Task set =
- a) Print the mailing-list post on list assignment exactly, everything from "List assignment, unexpected" down to "for loop before.".
- b) List every person named in the mailing-list post on list assignment.

Document extract =
■ ■ ■ ■ ■

List assignment, unexpected result
Bengt Richter
bokr at oz.net
Sat Jul 13 00:57:03 EDT 2002
On Wed, 10 Jul 2002 22:33:02 +0100, "Steve Coates" <steve.coates at virgin.net> wrote:
>Thanks for the help. I think my favourite solution was
>
>grid = [['.' * 4] for i in range(4)]
>
I think you should take Dave Reed's advice and use
grid = [['.',] * 4 for i in range(4)]
though you can leave out the the comma, since ['.',] is a list, not a one-element tuple
>but I'll need to read up on the syntax. I haven't seen this
>use of a for loop before.
>
As someone pointed out, it's a list comprehension, not a for loop.

■ ■ ■ ■ ■

Excerpted data =
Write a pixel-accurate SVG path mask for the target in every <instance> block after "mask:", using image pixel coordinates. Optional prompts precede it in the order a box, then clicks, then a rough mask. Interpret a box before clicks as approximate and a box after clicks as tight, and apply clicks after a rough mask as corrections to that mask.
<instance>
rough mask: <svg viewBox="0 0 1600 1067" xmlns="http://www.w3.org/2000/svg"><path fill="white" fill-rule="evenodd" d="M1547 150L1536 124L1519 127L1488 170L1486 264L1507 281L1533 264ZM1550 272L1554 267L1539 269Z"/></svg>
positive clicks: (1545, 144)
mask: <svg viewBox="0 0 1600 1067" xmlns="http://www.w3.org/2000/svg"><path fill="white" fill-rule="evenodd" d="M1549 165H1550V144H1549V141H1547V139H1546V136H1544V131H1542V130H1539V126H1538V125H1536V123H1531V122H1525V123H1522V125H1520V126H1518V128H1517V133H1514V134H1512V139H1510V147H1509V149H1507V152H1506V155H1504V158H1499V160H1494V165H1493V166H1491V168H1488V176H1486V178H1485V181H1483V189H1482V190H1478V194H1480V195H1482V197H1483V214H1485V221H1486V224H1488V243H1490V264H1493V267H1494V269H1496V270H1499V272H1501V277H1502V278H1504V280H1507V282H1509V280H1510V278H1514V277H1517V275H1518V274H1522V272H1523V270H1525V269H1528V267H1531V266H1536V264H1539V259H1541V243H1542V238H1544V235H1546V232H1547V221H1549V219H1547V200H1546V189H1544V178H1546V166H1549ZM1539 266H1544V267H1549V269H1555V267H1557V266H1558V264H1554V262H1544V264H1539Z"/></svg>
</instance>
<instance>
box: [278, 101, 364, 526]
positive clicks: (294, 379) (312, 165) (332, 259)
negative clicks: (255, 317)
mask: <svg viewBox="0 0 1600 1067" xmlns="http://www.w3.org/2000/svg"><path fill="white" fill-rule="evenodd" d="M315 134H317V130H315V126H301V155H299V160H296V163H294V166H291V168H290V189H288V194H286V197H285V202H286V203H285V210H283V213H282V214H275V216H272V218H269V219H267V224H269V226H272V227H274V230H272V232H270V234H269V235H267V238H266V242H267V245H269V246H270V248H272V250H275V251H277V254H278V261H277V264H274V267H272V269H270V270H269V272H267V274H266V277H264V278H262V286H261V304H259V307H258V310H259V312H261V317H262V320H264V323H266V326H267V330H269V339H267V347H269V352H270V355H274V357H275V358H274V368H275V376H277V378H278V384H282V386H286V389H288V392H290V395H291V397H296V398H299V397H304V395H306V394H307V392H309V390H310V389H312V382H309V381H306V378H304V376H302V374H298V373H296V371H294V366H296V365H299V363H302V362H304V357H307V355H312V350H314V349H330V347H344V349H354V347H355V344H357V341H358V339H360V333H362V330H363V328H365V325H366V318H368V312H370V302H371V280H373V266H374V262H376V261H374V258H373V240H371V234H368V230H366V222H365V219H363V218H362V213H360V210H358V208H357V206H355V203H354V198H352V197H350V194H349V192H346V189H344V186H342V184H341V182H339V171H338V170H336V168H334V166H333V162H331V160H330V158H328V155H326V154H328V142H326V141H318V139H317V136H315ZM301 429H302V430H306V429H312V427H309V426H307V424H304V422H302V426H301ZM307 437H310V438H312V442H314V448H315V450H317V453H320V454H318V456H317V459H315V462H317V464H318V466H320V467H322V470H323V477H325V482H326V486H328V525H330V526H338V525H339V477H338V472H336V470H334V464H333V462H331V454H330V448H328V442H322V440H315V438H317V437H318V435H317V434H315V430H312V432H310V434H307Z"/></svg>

■ ■ ■ ■ ■

Answers by item number =
- a)
List assignment, unexpected result
Bengt Richter
bokr at oz.net
Sat Jul 13 00:57:03 EDT 2002
On Wed, 10 Jul 2002 22:33:02 +0100, "Steve Coates" <steve.coates at virgin.net> wrote:
>Thanks for the help. I think my favourite solution was
>
>grid = [['.' * 4] for i in range(4)]
>
I think you should take Dave Reed's advice and use
grid = [['.',] * 4 for i in range(4)]
though you can leave out the the comma, since ['.',] is a list, not a one-element tuple
>but I'll need to read up on the syntax. I haven't seen this
>use of a for loop before.

- b)
Bengt Richter
Steve Coates
Dave Reed